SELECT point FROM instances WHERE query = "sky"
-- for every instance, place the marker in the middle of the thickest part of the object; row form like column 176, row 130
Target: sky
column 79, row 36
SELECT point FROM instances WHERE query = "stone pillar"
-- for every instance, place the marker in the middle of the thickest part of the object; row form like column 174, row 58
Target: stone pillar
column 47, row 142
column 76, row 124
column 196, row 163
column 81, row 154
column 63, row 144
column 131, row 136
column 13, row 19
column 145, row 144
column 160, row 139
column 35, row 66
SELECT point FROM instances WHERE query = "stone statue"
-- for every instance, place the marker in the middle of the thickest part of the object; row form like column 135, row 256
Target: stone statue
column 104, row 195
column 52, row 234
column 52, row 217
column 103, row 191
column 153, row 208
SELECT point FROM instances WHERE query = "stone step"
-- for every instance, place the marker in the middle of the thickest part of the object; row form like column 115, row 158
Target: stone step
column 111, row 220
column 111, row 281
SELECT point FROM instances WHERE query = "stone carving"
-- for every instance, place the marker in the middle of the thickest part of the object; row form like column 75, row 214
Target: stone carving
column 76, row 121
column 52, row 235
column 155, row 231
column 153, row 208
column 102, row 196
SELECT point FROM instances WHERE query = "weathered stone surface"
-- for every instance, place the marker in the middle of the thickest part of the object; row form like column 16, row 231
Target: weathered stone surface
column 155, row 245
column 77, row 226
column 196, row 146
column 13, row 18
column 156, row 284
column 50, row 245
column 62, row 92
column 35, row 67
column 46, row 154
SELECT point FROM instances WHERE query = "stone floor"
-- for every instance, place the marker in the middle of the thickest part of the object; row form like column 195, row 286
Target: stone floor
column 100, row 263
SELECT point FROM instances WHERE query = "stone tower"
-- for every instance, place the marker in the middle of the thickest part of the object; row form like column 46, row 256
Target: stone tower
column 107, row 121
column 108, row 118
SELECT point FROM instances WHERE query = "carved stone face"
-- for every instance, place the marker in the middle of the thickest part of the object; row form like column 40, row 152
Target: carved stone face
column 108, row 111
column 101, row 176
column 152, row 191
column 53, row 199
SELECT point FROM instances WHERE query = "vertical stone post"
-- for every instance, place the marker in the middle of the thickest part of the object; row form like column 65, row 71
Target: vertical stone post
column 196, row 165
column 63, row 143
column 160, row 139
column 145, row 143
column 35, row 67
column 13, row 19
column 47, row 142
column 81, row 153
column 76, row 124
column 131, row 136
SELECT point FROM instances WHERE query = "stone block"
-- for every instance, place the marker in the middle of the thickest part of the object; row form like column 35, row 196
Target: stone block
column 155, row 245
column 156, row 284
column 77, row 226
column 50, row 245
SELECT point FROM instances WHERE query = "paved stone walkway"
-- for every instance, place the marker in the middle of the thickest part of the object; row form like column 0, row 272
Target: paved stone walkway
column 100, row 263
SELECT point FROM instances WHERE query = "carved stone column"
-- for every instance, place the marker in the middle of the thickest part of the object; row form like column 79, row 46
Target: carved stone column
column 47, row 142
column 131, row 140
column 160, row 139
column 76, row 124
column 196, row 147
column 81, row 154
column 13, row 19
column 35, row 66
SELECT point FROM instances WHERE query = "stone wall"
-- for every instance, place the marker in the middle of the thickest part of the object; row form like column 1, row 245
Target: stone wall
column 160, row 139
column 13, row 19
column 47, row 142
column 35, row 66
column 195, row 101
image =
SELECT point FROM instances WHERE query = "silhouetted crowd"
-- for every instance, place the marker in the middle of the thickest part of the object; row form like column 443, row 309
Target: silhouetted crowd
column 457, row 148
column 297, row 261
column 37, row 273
# # # # # # #
**Exercise**.
Can you copy out every line of the listing above, character for character, from start to finish?

**Result**.
SELECT point FROM instances WHERE query = "sky"
-- for every instance, place the marker in the middle of the thickest part of the object; row form like column 176, row 130
Target: sky
column 79, row 36
SELECT point FROM instances WHERE query = "stone pillar"
-- for every instance, place the marker in the middle of the thickest part of the object; row form like column 174, row 58
Target: stone pillar
column 47, row 142
column 76, row 124
column 196, row 163
column 81, row 154
column 63, row 144
column 131, row 136
column 13, row 19
column 145, row 144
column 160, row 139
column 35, row 66
SELECT point FROM instances WHERE query = "stone statue"
-- for every instance, place the marker in the middle of the thickest part of the object; row form like column 135, row 256
Target: stone statue
column 104, row 195
column 52, row 234
column 52, row 217
column 103, row 191
column 153, row 208
SELECT point FROM instances WHERE query = "stone step"
-- for every instance, place the marker in the middle of the thickest part of the object; row form like column 115, row 158
Target: stone step
column 111, row 220
column 111, row 281
SELECT point FROM instances WHERE query = "stone carving"
-- for every instance, place the marker in the middle of the thickest part of the object; row form like column 75, row 214
Target: stone carving
column 76, row 121
column 52, row 235
column 155, row 231
column 153, row 208
column 102, row 196
SELECT point FROM instances WHERE query = "weathered stone surface"
-- for every instance, place the marker in the middle of the thickest part of the object; row form like column 16, row 231
Target: weathered stone surface
column 155, row 245
column 77, row 226
column 196, row 146
column 13, row 18
column 156, row 284
column 50, row 245
column 62, row 92
column 35, row 67
column 46, row 154
SELECT point FROM instances WHERE query = "stone floor"
-- for every instance, place the marker in the middle of the thickest part of the object; row form like column 195, row 286
Target: stone floor
column 100, row 263
SELECT point FROM instances WHERE query = "stone tower"
-- for every instance, place the marker in the middle of the thickest part of the object; row form like column 46, row 256
Target: stone tower
column 107, row 121
column 108, row 118
SELECT point FROM instances WHERE query = "carved stone face"
-- for every instance, place the marker in the middle of the thickest part of the object; row form like column 40, row 152
Target: carved stone face
column 108, row 111
column 101, row 176
column 152, row 191
column 53, row 199
SELECT point FROM instances WHERE query = "vertical stone post"
-- for every instance, place the marker in the middle of the thickest part of the object; row form like column 65, row 71
Target: vertical stone post
column 196, row 165
column 63, row 143
column 160, row 139
column 145, row 143
column 35, row 67
column 13, row 19
column 47, row 142
column 81, row 153
column 76, row 124
column 131, row 136
SELECT point FROM instances WHERE query = "stone block"
-- for every instance, place the marker in the middle of the thickest part of the object; row form like column 35, row 196
Target: stone block
column 155, row 245
column 156, row 284
column 77, row 226
column 50, row 245
SELECT point FROM instances WHERE query = "paved stone walkway"
-- for every instance, place the marker in the middle of the thickest part of the object; row form like column 0, row 272
Target: paved stone walkway
column 100, row 263
SELECT point FROM instances WHERE query = "carved stone column"
-- for every instance, place the marker in the middle of the thickest part of the object; row form like column 79, row 46
Target: carved stone column
column 47, row 142
column 131, row 140
column 160, row 139
column 76, row 124
column 196, row 147
column 81, row 154
column 13, row 19
column 35, row 66
SELECT point FROM instances WHERE query = "stone wall"
-- for every instance, place the marker in the middle of the thickest part of the object; row form like column 1, row 245
Target: stone wall
column 160, row 139
column 13, row 19
column 47, row 142
column 35, row 66
column 195, row 101
image =
SELECT point FROM instances WHERE query = "silhouetted crowd"
-- for every instance, place the marker in the middle of the thickest part of the object; row form like column 443, row 309
Target: silhouetted crowd
column 457, row 148
column 297, row 261
column 37, row 273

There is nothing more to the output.